- EXERCISES
- a) Retype part of the Christmas poem below word for word, starting at "For when th’" and ending after "nature should embrace!".
- b) Extend the Christmas poem below, picking up right after its last line.

- TEXT PROVIDED

------------------------------

In February 1743, the Gentlemen’s Magazine published this religious poem:
ON CHRISTMAS-DAY.

ASSist me, muse divine! to sing the morn,
On which the saviour of mankind was born;
But oh! what numbers to the theme can rise?
Unless kind Angels aid me from the skies!
Methinks, I see the tuneful host descend,
And with officious joy the scene attend!
Hark, by their hymns directed on the road
The gladsome shepherds find the nascent god!
And view the infant conscious of his birth,
Smiling, bespeak salvation to the earth!

For when th’ important Aera first drew near
In which the great Messiah should appear;
And to accomplish his redeeming love,
Resign awhile his glorious throne above;
Beneath our form should every woe sustain,
And by triumphant suffering fix his reign!
Should for lost man in tortures yield his breath,
Dying, to save us from eternal death!
Oh mystick Union!—salutary grace!
Incarnate God our nature should embrace!
That deity should stoop to our disguise,
That man recover’d should regain the skies!
Dejected Adam! from thy grave ascend,
And view the serpent’s deadly malice end,
Adoring bless th’ Almighty’s boundless grace
That gave his son a ransom for thy race!

------------------------------

- ROWS

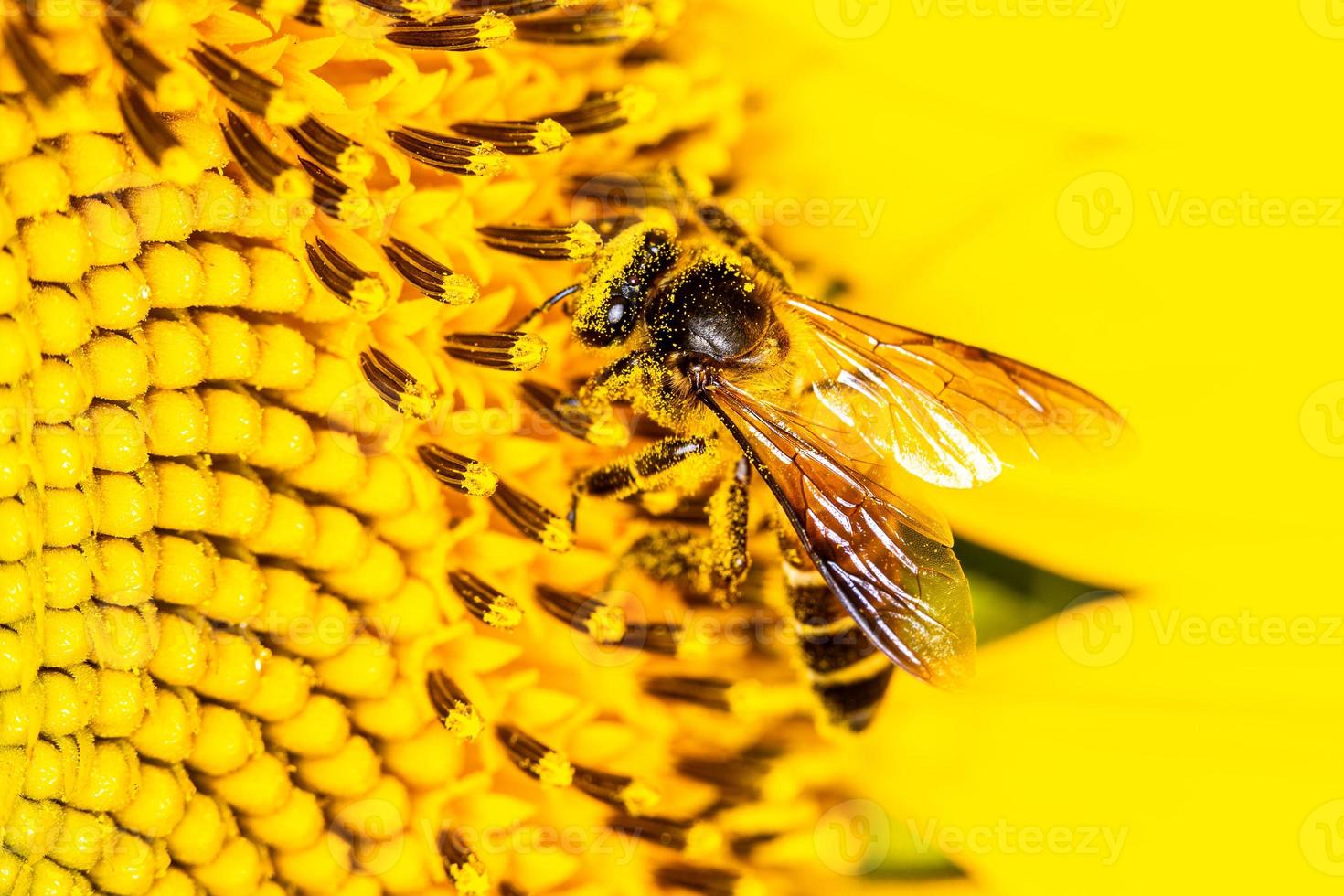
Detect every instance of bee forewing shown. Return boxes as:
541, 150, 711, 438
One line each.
704, 379, 976, 687
781, 294, 1125, 487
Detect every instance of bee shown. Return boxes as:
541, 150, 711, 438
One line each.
524, 172, 1122, 731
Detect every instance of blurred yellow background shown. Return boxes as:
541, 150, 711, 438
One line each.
692, 0, 1344, 893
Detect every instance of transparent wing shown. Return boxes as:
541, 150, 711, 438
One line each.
701, 379, 976, 687
780, 294, 1125, 487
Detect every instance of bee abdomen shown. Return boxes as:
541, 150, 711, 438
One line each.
784, 567, 892, 731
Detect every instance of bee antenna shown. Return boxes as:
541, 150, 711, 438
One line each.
511, 283, 582, 329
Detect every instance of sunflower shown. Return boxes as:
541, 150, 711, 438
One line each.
0, 0, 967, 895
715, 3, 1344, 893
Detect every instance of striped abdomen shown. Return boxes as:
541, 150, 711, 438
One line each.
781, 524, 894, 731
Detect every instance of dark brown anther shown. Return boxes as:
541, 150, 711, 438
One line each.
491, 482, 574, 553
383, 237, 480, 305
387, 128, 508, 177
220, 110, 312, 200
475, 221, 603, 261
517, 3, 655, 44
4, 23, 71, 106
443, 330, 546, 372
308, 237, 389, 314
453, 118, 570, 155
448, 570, 523, 632
387, 9, 515, 52
358, 348, 435, 421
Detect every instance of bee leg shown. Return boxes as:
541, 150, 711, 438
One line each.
607, 525, 715, 601
567, 435, 719, 539
707, 457, 752, 603
580, 349, 671, 418
575, 435, 718, 500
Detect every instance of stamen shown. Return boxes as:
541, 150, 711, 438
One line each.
443, 330, 546, 372
475, 221, 603, 261
358, 348, 435, 421
240, 0, 312, 16
453, 118, 570, 155
220, 110, 314, 201
729, 830, 780, 861
537, 584, 681, 656
495, 725, 658, 816
298, 158, 377, 227
644, 676, 737, 712
448, 570, 523, 632
655, 864, 766, 896
191, 43, 308, 125
289, 115, 374, 180
491, 482, 574, 553
537, 584, 626, 645
383, 237, 481, 305
357, 0, 463, 24
676, 745, 778, 802
425, 670, 485, 741
418, 444, 498, 498
387, 11, 515, 52
574, 765, 661, 816
453, 0, 580, 16
517, 3, 655, 44
495, 725, 574, 787
308, 237, 389, 317
523, 380, 630, 447
438, 830, 491, 896
589, 215, 648, 240
551, 85, 655, 135
570, 171, 676, 208
4, 24, 72, 106
294, 0, 328, 28
102, 16, 195, 110
607, 816, 723, 859
117, 85, 200, 184
387, 128, 508, 176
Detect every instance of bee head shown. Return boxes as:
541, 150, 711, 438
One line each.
574, 226, 680, 348
648, 255, 774, 364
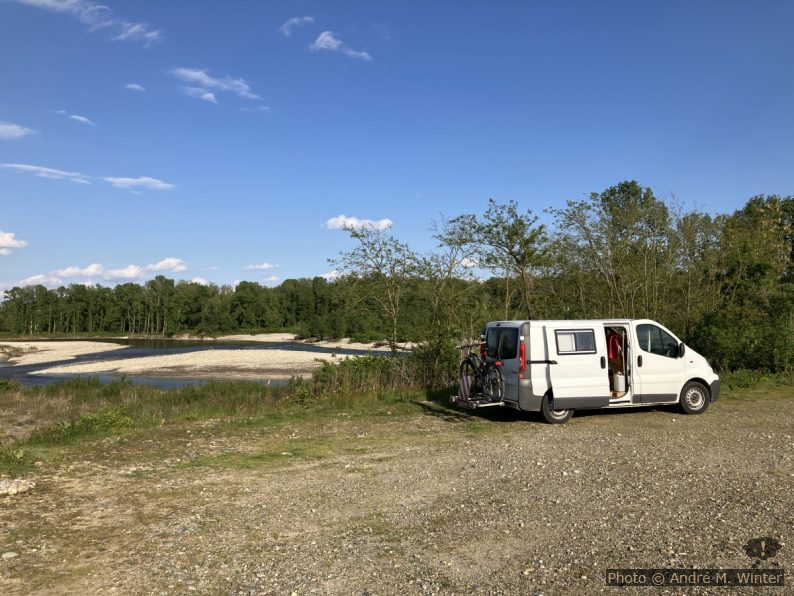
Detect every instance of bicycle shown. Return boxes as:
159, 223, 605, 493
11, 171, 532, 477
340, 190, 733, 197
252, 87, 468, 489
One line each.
458, 344, 503, 403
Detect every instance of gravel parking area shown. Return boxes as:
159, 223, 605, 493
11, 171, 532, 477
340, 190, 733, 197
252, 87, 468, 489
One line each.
0, 396, 794, 594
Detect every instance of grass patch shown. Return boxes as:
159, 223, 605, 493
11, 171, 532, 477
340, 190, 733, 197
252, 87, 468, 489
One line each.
720, 370, 794, 399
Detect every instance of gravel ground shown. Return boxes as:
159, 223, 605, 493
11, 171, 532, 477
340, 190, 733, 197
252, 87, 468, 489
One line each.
0, 341, 127, 365
0, 397, 794, 594
36, 349, 346, 379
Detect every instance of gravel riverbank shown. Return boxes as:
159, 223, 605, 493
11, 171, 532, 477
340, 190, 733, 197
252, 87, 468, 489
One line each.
0, 396, 794, 594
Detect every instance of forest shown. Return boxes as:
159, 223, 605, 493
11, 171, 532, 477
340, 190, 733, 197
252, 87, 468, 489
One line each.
0, 181, 794, 372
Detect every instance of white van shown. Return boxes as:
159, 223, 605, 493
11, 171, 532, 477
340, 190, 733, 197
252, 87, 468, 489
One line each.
455, 319, 720, 424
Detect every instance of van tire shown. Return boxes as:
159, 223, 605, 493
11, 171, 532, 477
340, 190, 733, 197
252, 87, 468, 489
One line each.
540, 393, 573, 424
680, 381, 711, 414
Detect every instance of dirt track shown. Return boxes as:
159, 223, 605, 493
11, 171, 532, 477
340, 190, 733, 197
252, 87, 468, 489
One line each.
0, 398, 794, 594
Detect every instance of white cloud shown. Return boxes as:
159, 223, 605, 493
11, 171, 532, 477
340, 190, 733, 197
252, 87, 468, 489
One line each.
278, 17, 314, 37
171, 68, 262, 103
104, 265, 145, 279
16, 273, 63, 288
144, 257, 187, 273
113, 21, 163, 46
240, 106, 270, 112
103, 176, 176, 190
182, 87, 218, 103
0, 163, 91, 184
0, 122, 36, 141
52, 110, 96, 126
243, 262, 278, 271
325, 214, 394, 231
69, 114, 96, 126
0, 163, 176, 192
0, 230, 28, 257
309, 31, 372, 61
16, 0, 163, 47
53, 263, 105, 277
320, 269, 339, 281
103, 257, 187, 280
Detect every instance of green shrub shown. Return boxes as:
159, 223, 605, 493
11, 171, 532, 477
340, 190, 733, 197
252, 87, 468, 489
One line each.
30, 407, 135, 444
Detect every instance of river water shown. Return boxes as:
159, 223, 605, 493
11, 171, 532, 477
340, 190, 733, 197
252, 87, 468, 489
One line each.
0, 338, 383, 389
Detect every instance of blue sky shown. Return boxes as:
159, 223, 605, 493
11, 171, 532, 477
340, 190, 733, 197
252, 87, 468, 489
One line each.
0, 0, 794, 291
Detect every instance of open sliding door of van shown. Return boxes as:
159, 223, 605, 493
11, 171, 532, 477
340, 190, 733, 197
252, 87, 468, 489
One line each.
545, 326, 609, 410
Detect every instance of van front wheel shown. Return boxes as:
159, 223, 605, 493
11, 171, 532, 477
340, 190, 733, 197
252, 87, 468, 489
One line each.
540, 393, 573, 424
681, 381, 711, 414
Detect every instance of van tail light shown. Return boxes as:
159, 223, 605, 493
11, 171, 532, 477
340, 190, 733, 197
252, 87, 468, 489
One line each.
518, 341, 527, 379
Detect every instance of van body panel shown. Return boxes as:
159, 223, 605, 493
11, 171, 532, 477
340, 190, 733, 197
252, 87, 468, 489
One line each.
632, 320, 687, 404
543, 322, 609, 410
485, 321, 522, 402
518, 378, 545, 412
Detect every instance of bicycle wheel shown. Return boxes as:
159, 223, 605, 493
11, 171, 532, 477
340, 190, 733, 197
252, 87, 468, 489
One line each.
485, 366, 502, 401
458, 358, 482, 399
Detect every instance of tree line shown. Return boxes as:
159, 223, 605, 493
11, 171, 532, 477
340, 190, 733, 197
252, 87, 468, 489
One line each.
0, 181, 794, 371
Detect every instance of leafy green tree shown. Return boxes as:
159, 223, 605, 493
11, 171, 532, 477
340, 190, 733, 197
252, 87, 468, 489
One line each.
438, 199, 547, 318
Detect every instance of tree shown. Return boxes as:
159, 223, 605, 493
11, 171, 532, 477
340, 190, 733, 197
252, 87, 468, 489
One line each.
439, 199, 547, 318
329, 226, 417, 354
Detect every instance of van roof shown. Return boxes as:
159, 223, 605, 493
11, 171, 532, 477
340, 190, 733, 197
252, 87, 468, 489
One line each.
486, 319, 650, 325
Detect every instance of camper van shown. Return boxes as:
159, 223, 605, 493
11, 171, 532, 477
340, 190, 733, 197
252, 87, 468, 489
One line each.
455, 319, 720, 424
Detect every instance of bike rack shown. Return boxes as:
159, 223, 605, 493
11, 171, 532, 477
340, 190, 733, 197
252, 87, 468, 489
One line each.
449, 395, 505, 410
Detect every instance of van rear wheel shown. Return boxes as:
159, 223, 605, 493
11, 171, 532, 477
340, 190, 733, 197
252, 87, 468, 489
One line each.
680, 381, 711, 414
540, 393, 573, 424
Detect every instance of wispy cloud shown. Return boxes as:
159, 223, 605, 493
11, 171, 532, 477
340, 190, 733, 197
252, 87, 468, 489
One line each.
171, 68, 262, 103
182, 87, 218, 103
0, 163, 176, 191
52, 110, 96, 126
52, 263, 105, 277
19, 273, 63, 288
103, 176, 176, 190
16, 0, 163, 47
240, 106, 270, 113
309, 31, 372, 62
0, 163, 91, 184
324, 214, 394, 231
0, 122, 36, 141
0, 230, 28, 257
69, 114, 96, 126
243, 261, 278, 271
278, 17, 314, 37
46, 257, 187, 283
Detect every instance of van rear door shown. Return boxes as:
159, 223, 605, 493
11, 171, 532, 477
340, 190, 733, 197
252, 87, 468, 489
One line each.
485, 321, 521, 401
545, 326, 609, 410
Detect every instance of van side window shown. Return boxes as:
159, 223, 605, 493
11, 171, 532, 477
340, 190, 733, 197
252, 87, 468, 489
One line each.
499, 328, 518, 360
485, 327, 499, 357
637, 323, 678, 358
554, 329, 596, 354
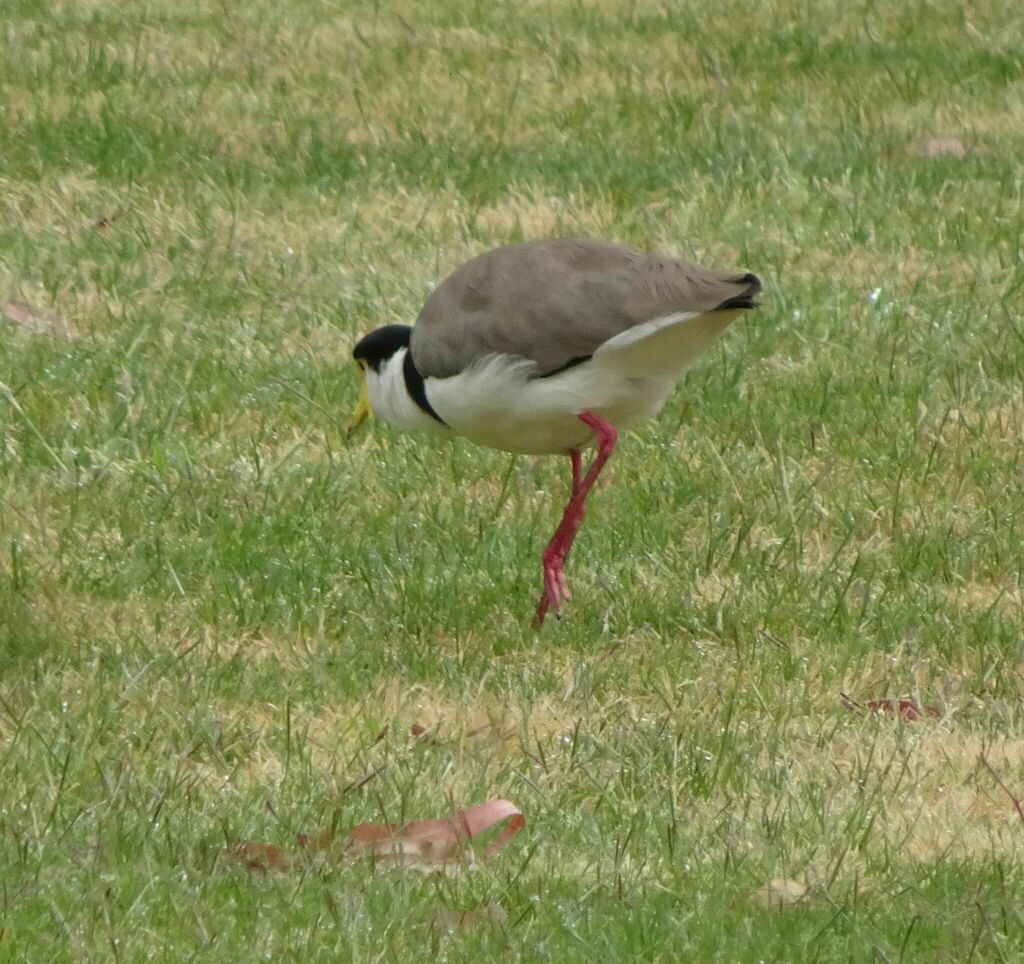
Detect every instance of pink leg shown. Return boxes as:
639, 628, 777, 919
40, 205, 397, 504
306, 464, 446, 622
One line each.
534, 412, 618, 626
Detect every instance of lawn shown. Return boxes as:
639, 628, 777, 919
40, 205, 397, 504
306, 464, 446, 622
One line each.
0, 0, 1024, 962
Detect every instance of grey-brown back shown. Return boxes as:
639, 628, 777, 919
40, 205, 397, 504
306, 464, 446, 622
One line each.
411, 239, 761, 378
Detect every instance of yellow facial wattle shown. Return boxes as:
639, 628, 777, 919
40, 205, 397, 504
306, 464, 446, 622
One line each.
348, 362, 374, 433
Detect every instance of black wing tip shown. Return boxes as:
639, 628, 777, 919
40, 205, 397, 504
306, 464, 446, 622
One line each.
715, 271, 761, 311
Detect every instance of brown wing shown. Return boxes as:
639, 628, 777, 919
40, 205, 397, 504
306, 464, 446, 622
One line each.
411, 240, 761, 378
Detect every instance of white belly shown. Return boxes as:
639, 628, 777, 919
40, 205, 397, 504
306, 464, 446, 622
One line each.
426, 357, 675, 455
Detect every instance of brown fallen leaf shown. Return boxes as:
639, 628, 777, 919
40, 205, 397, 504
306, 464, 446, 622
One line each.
430, 904, 509, 933
0, 301, 78, 338
227, 800, 526, 873
220, 840, 292, 875
751, 877, 810, 911
906, 136, 971, 158
839, 693, 942, 720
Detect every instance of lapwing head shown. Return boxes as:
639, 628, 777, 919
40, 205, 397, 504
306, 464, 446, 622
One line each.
348, 325, 413, 432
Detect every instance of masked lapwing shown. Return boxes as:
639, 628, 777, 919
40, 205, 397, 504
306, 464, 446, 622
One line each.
351, 240, 761, 625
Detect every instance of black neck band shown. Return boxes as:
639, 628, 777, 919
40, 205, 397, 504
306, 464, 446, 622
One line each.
401, 348, 444, 425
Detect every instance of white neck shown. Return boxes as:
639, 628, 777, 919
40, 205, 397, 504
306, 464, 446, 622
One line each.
367, 348, 444, 432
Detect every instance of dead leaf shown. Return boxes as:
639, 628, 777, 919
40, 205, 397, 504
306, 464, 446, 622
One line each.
752, 877, 810, 910
222, 800, 526, 873
431, 904, 509, 933
0, 301, 78, 338
220, 840, 292, 875
906, 136, 971, 158
345, 800, 526, 870
839, 693, 942, 720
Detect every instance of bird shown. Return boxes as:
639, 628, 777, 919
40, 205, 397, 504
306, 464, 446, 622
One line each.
349, 238, 762, 627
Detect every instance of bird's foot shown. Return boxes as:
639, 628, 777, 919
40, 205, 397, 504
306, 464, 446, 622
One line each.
534, 553, 572, 627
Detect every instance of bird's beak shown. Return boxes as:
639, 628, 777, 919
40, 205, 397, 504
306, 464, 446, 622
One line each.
347, 362, 374, 435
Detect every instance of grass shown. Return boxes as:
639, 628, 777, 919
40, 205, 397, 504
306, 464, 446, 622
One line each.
0, 0, 1024, 962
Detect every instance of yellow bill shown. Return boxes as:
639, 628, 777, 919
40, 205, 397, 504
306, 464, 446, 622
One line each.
348, 362, 374, 434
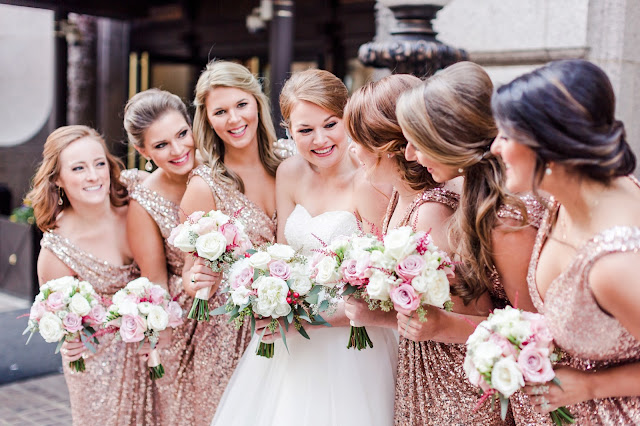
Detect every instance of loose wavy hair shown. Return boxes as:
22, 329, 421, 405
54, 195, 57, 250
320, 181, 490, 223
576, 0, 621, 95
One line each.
396, 62, 527, 303
193, 60, 282, 192
27, 125, 129, 232
492, 59, 636, 189
344, 74, 439, 191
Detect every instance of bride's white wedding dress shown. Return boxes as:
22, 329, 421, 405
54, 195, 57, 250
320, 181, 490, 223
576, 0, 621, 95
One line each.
212, 205, 398, 426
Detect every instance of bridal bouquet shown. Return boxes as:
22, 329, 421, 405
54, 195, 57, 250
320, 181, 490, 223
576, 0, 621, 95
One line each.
464, 306, 574, 425
168, 210, 252, 321
22, 277, 106, 372
104, 277, 183, 380
211, 244, 335, 358
321, 226, 454, 350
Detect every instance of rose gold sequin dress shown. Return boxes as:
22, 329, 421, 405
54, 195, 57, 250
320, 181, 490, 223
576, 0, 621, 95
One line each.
527, 198, 640, 425
40, 232, 157, 426
392, 188, 542, 426
181, 165, 276, 425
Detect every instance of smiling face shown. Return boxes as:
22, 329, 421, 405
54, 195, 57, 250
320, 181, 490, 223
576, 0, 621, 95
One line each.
55, 136, 111, 205
289, 101, 348, 168
140, 110, 195, 176
205, 87, 259, 149
491, 130, 536, 192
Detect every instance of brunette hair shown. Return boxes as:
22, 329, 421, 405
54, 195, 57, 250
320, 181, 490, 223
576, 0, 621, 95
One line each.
280, 69, 349, 129
193, 60, 282, 192
27, 125, 129, 232
397, 62, 527, 303
492, 59, 636, 188
124, 89, 191, 148
344, 74, 439, 191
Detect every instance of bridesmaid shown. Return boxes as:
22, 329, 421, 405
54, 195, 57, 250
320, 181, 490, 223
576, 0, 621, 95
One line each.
180, 61, 281, 424
492, 60, 640, 425
396, 62, 542, 424
121, 89, 205, 424
28, 126, 150, 426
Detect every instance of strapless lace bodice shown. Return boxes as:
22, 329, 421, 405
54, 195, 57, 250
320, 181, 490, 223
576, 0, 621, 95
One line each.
284, 204, 358, 255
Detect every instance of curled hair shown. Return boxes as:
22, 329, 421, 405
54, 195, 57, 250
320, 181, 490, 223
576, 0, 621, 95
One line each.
492, 59, 636, 188
27, 125, 129, 232
124, 89, 191, 148
344, 74, 438, 191
193, 60, 282, 192
397, 62, 527, 303
280, 69, 349, 129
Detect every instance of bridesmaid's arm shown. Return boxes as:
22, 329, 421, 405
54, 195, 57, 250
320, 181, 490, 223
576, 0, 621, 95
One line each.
180, 176, 220, 297
491, 219, 537, 312
127, 200, 168, 290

------------------------------

- SET OF ANSWERS
- a)
For when th’ important Aera first drew near
In which the great Messiah should appear;
And to accomplish his redeeming love,
Resign awhile his glorious throne above;
Beneath our form should every woe sustain,
And by triumphant suffering fix his reign!
Should for lost man in tortures yield his breath,
Dying, to save us from eternal death!
Oh mystick Union!—salutary grace!
Incarnate God our nature should embrace!

- b)
Oh never let my soul this day forget,
But pay in grateful praise her annual debt
To him, whom ’tis my trust, I shall adore,
When time, and sin, and death, shall be no more!
Those lines were credited to “Orinthia.” That pen name reappeared four years later in the collection Orinthia’s Miscellanies, credited to “Elizabeth Teft of Lincoln,” born in 1723. At least one poem from that volume had previously appeared in The Gentleman’s Magazine, and there are stylistic similarities between Test’s work and this Christmas hymn. She’s probably the author, even if she didn’t include it in her collection.

TOMORROW: Across the Atlantic.

3 comments:

Anonymous said...

What does your author think that the word "officious" means -- or perhaps did mean when he was writing?

J. L. Bell said...

Dr. Samuel Johnson gave two definitions for the word: “Kind; doing good offices,” which is how Teft used it, and “Importunely forward,” the currently dominant meaning.

Unknown said...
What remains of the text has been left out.